____ Data to use

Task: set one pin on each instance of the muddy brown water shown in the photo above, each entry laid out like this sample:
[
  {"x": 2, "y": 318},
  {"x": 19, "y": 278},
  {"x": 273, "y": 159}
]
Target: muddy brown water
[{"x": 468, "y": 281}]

________

#### Exercise:
Copy out every entry exactly.

#### Reply to the exercise:
Task: set one pin on each instance of the muddy brown water shown in the photo above, each entry laid out like this sample:
[
  {"x": 2, "y": 318},
  {"x": 19, "y": 278},
  {"x": 273, "y": 159}
]
Target: muddy brown water
[{"x": 468, "y": 281}]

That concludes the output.